問題 - 1923年関東大震災時の台風に関する講演要旨を、最後の文の直後から続けて書け。

本文 -
^^^^

日本地球惑星科学連合2023年大会

講演情報

[J] オンラインポスター発表

セッション記号 A (大気水圏科学) » A-AS 大気科学・気象学・大気環境

[A-AS06] 気象学一般

2023年5月21日(日) 15:30 〜 17:00 オンラインポスターZoom会場 (4) (オンラインポスター)

コンビーナ:那須野 智江(国立研究開発法人 海洋研究開発機構)、久保田 尚之(北海道大学)、佐藤 正樹(東京大学大気海洋研究所)、佐藤 薫(東京大学 大学院理学系研究科 地球惑星科学専攻)

現地ポスター発表開催日時 (2023/5/21 17:15-18:45)

15:30 〜 17:00

[AAS06-P02] 1923年関東大震災に時の台風はどのような影響を与えたか

*筆保 弘徳1、橋田 俊彦1、清原 康友1 (1.横浜国立大学)

キーワード:台風、関東大震災

100年前に起こった1923年関東大震災は,明治以降の我が国における震災として最大規模の被害をもたらし,特に東京において多数の死者・不明者をもたらした火災による被害はこの震災を特徴づけるものである.この地震が発生した9月1日に台風または台風から変わった低気圧(本研究では台風と記す)が本州を横断し,東京に甚大な災害をもたらした火災に強風などの影響を与えたと報告されている.当時の気象状況については,中央気象台による気象観測値や天気図を収録した調査報告などから把握できる.しかし,そのときの台風の実像や,台風が東京の風や震災にどのように影響を与えたかは必ずしも明らかとなっていない.そこで本研究では,現在用いることができるデータを用いて数値シミュレーションを行い,当時の台風の動きを再現した.そして,東京の気象状況がどこまで台風の影響を受けたのかを検証した.
数値予報モデルWRF-4.3を用いて1923年9月1日の気象場のシミュレーションを行った.水平格子間隔15kmのドメイン1(250, 250, 50)と5kmのドメイン2(同数)を設定した.初期値・境界値にはECMWFによる地上気圧と海上風を用いた再解析ERA20Cを利用し,8月30日18JST~9月2日18JSTの計算をした.初期時刻には九州の西の海上に985hPaの台風ボーガスを作成した.東京周辺を詳しく見るためにドメイン2を1日06JSTから1-wayネスティングで計算した.

^^^^

提供一覧 -
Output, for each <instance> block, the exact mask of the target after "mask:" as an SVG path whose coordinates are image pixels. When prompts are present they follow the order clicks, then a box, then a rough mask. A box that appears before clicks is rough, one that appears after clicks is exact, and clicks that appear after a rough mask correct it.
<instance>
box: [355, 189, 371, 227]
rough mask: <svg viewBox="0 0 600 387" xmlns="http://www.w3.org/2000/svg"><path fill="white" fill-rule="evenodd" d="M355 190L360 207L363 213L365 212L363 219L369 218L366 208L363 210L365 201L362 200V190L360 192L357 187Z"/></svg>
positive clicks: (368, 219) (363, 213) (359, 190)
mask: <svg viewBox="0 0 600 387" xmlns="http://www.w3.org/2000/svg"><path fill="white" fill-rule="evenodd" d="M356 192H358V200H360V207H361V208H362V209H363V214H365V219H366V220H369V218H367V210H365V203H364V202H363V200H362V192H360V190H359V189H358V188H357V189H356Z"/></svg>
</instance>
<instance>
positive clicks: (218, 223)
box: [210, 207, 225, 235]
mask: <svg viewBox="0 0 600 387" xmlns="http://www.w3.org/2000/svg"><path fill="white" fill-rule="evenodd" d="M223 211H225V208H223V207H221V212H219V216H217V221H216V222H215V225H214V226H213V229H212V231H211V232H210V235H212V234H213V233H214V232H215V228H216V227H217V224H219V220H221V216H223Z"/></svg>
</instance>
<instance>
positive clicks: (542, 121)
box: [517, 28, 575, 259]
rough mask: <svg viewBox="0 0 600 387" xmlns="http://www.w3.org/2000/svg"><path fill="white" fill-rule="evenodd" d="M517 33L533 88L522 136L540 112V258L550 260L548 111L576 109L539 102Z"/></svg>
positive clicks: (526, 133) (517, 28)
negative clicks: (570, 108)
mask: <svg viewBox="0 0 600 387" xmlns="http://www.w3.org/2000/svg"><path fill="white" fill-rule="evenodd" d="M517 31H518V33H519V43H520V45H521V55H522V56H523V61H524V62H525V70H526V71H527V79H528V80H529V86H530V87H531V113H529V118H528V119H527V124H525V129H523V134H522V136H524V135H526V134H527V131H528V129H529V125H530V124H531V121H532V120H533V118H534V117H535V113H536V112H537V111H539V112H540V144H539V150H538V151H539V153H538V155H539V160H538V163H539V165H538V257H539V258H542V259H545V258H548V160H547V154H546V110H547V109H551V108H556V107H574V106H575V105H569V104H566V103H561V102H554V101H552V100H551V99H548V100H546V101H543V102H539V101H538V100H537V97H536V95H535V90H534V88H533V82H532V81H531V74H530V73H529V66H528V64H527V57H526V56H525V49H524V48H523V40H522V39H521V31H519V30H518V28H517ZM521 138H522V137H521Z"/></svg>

^^^^

解答 -
9月1日06JSTの気圧配置をみると,解析天気図と比べてやや西よりではあるが,九州~中国地方を通過して日本海に抜けた990hPaの台風が存在する.その後,勢力を弱めながら2日06JSTには三陸沖まで進む.この三陸沖には,天気図では低気圧があることが確認できる.
今回,初の試みとして数値シミュレーションにより,1923年関東大震災時の台風の動きと,火災を考慮しない場合の東京の風速の変化傾向などを再現した.再現された台風の位置や風の変化が,当時の天気図や観測値の変化と比較して,数時間程度の遅れがあるのは,再解析データERA20Cの特性も反映している可能性がある.このことにも留意して,火災の発生を考慮していない再現結果と観測を比較すると,東京(中央気象台,品川)では,地震の発生直後(1日12時)は,当時の観測のとおり台風の影響もあって強い風であったが,中央気象台の17時頃以降の強い風は周辺で発生した火災の影響を大きく受けているとみられ,その火災の影響による強い風はさらに早い時刻からであった可能性も考えられる.
今後,台風の動きの再現における時間のずれの調査とともに,風と大規模な火災との相互作用についての調査も重要と考えられる.